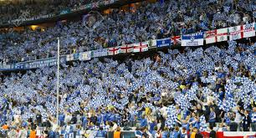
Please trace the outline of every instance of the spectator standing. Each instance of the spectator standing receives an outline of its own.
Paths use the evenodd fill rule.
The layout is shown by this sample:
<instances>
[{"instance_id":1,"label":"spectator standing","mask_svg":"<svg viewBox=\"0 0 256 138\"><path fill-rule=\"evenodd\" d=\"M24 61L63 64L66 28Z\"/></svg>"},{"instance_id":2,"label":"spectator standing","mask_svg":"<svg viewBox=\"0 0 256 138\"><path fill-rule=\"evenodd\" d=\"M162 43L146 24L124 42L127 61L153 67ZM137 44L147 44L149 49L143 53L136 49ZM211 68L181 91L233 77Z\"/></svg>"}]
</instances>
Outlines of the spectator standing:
▬▬▬
Copy every line of the rows above word for word, leaving out the pictures.

= Answer =
Please trace the outline of every instance of the spectator standing. Each instance of the spectator standing receives an outline of its own.
Paths use the evenodd fill rule.
The layout is shown by this sample:
<instances>
[{"instance_id":1,"label":"spectator standing","mask_svg":"<svg viewBox=\"0 0 256 138\"><path fill-rule=\"evenodd\" d=\"M24 61L63 64L66 28Z\"/></svg>"},{"instance_id":2,"label":"spectator standing","mask_svg":"<svg viewBox=\"0 0 256 138\"><path fill-rule=\"evenodd\" d=\"M162 43L146 24L124 42L127 61L153 67ZM137 44L147 44L149 49L143 53L136 49ZM211 68L181 91L233 77Z\"/></svg>"}]
</instances>
Outlines of the spectator standing:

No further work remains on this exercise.